- Selection:
* * * * * * *
Implementation:FMInference FlexLLMGen Initialize Distributed
| Knowledge Sources | |
|---|---|
| Domains | Distributed Computing, Pipeline Parallelism |
| Last Updated | 2026-02-09 12:00 GMT |
Overview
Initializes PyTorch distributed communication and creates pairwise process groups for pipeline-parallel inference across multiple GPUs.
Description
The dist_utils module provides the foundational distributed communication primitives used by FlexLLMGen's multi-GPU inference engine. The central function initialize_distributed() sets up the PyTorch distributed backend (either NCCL for GPU-based communication or Gloo for CPU-based communication) and constructs pairwise process groups linking each adjacent pair of pipeline stages.
For a world of N processes, the module creates N process groups, each containing a pair of ranks (pred, succ) where succ = (pred + 1) % N. Each rank stores references to its predecessor group (for receiving) and its successor group (for sending). This ring topology enables efficient point-to-point tensor transfers between consecutive pipeline stages.
* * * * * * *
- Stated exercise A:
Answer these questions from the FlexLLMGen distributed setup page:
(i) Which two backends can initialize_distributed() set up, and what kind of communication is each for?
(ii) With N processes, how many process groups does the module create?
(iii) Which two domains are listed for the page?
- Stated exercise B:
Reproduce the FlexLLMGen distributed setup page word for word, starting with "Description" and going on through "consecutive pipeline stages.".
- Stated exercise C:
Proceed with the FlexLLMGen distributed setup page from where it stops.

- Supplied information:
* * * * * * *
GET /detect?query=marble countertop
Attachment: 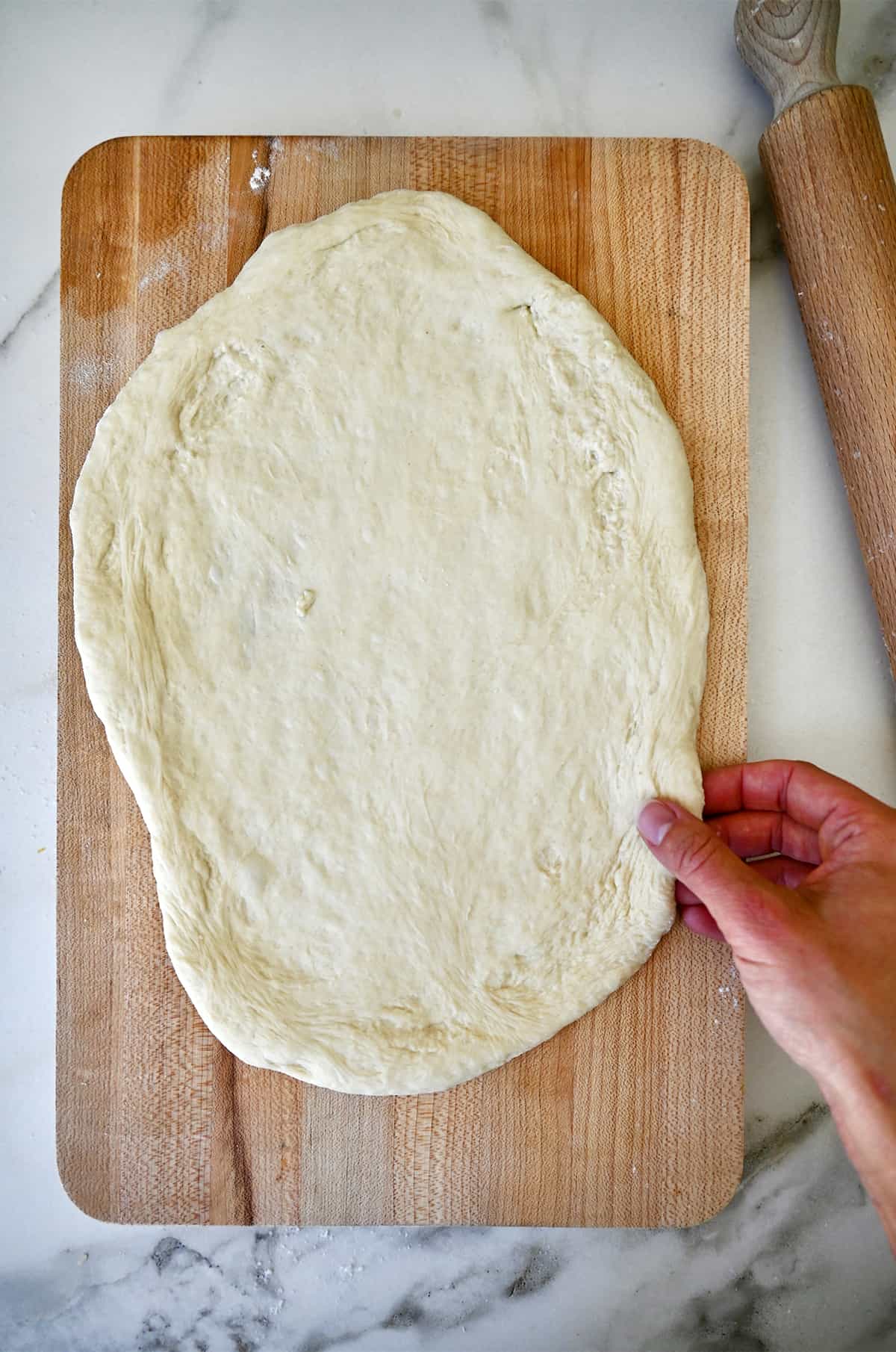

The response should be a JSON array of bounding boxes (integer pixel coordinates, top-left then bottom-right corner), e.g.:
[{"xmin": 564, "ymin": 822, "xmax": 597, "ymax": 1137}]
[{"xmin": 0, "ymin": 0, "xmax": 896, "ymax": 1352}]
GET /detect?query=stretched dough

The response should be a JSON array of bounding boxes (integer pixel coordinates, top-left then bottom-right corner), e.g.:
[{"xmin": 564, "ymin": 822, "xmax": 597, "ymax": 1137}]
[{"xmin": 72, "ymin": 192, "xmax": 707, "ymax": 1094}]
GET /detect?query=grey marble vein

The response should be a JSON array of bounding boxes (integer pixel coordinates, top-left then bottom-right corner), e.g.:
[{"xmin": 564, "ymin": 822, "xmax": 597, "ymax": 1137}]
[
  {"xmin": 850, "ymin": 0, "xmax": 896, "ymax": 107},
  {"xmin": 0, "ymin": 1105, "xmax": 896, "ymax": 1352},
  {"xmin": 161, "ymin": 0, "xmax": 239, "ymax": 117},
  {"xmin": 0, "ymin": 267, "xmax": 60, "ymax": 359}
]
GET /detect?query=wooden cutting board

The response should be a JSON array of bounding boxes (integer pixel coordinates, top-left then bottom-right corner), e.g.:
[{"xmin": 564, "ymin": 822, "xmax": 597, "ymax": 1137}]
[{"xmin": 57, "ymin": 137, "xmax": 749, "ymax": 1225}]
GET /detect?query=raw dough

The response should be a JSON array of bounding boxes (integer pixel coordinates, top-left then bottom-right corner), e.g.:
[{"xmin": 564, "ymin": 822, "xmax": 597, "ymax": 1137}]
[{"xmin": 72, "ymin": 192, "xmax": 707, "ymax": 1094}]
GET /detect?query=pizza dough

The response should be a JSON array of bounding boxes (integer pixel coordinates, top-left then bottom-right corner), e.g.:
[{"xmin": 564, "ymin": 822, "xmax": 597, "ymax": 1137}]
[{"xmin": 72, "ymin": 192, "xmax": 707, "ymax": 1094}]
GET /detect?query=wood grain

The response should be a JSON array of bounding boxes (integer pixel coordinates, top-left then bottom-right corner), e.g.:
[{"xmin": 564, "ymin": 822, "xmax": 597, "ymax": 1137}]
[
  {"xmin": 759, "ymin": 85, "xmax": 896, "ymax": 676},
  {"xmin": 58, "ymin": 137, "xmax": 749, "ymax": 1225},
  {"xmin": 734, "ymin": 0, "xmax": 841, "ymax": 117}
]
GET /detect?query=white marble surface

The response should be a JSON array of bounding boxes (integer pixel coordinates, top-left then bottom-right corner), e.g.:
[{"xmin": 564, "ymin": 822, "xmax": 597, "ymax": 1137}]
[{"xmin": 0, "ymin": 0, "xmax": 896, "ymax": 1352}]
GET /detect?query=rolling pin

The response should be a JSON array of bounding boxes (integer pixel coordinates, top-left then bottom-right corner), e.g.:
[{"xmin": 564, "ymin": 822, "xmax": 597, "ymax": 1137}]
[{"xmin": 734, "ymin": 0, "xmax": 896, "ymax": 677}]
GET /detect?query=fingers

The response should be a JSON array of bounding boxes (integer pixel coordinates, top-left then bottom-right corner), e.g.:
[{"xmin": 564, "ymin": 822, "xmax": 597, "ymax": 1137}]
[
  {"xmin": 681, "ymin": 906, "xmax": 724, "ymax": 940},
  {"xmin": 709, "ymin": 811, "xmax": 821, "ymax": 864},
  {"xmin": 703, "ymin": 760, "xmax": 881, "ymax": 830},
  {"xmin": 749, "ymin": 855, "xmax": 815, "ymax": 888},
  {"xmin": 638, "ymin": 801, "xmax": 784, "ymax": 948}
]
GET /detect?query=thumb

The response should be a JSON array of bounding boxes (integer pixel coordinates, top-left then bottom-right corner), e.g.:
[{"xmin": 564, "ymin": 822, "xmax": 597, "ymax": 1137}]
[{"xmin": 638, "ymin": 799, "xmax": 783, "ymax": 948}]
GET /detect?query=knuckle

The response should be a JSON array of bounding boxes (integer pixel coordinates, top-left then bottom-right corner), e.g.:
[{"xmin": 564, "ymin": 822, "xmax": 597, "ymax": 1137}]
[{"xmin": 676, "ymin": 831, "xmax": 724, "ymax": 880}]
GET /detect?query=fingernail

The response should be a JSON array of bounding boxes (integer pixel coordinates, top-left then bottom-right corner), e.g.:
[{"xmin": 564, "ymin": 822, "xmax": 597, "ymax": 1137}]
[{"xmin": 638, "ymin": 801, "xmax": 676, "ymax": 845}]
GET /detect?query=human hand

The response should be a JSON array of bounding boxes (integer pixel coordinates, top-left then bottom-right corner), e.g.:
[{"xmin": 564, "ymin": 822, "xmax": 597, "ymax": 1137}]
[{"xmin": 638, "ymin": 761, "xmax": 896, "ymax": 1240}]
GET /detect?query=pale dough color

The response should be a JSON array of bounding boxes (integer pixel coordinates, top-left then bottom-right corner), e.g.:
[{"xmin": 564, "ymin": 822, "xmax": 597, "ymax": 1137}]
[{"xmin": 72, "ymin": 192, "xmax": 707, "ymax": 1094}]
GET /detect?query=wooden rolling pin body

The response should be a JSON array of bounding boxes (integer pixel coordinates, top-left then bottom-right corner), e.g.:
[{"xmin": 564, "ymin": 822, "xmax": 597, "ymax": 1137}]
[{"xmin": 759, "ymin": 85, "xmax": 896, "ymax": 676}]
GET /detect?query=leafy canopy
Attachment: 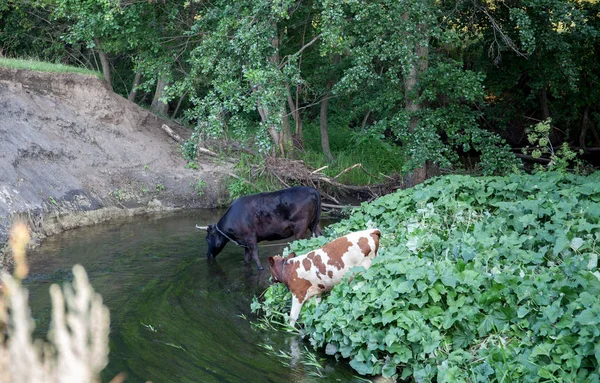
* * * * * * *
- Exercise answer A:
(i) NCCL for GPU-based communication and Gloo for CPU-based communication.
(ii) N process groups.
(iii) Distributed Computing and Pipeline Parallelism.

- Exercise answer B:
Description
The dist_utils module provides the foundational distributed communication primitives used by FlexLLMGen's multi-GPU inference engine. The central function initialize_distributed() sets up the PyTorch distributed backend (either NCCL for GPU-based communication or Gloo for CPU-based communication) and constructs pairwise process groups linking each adjacent pair of pipeline stages.
For a world of N processes, the module creates N process groups, each containing a pair of ranks (pred, succ) where succ = (pred + 1) % N. Each rank stores references to its predecessor group (for receiving) and its successor group (for sending). This ring topology enables efficient point-to-point tensor transfers between consecutive pipeline stages.

- Exercise answer C:
The module also provides accessor functions get_pipeline_parallel_pred_group() and get_pipeline_parallel_succ_group() that return the appropriate process group for inter-stage communication, get_comm_device() that returns the configured communication device type, and suppress_output() that overrides the built-in print function so only forced output or rank-0 output is displayed.
Usage
Call initialize_distributed() once at startup on each process before any distributed inference begins. The accessor functions are then used throughout the distributed inference pipeline to retrieve the correct communication groups and device settings.
Code Reference
Source Location
- Repository: FMInference_FlexLLMGen
- File: flexllmgen/dist_utils.py
- Lines: 1-64
Signature
def initialize_distributed(head_ip, port, world_size, rank, local_rank, comm_device):
...
def get_pipeline_parallel_pred_group():
...
def get_pipeline_parallel_succ_group():
...
def get_comm_device():
...
def suppress_output(rank):
...
Import
from flexllmgen.dist_utils import (
initialize_distributed,
get_pipeline_parallel_pred_group,
get_pipeline_parallel_succ_group,
get_comm_device,
suppress_output,
)
I/O Contract
Inputs (initialize_distributed)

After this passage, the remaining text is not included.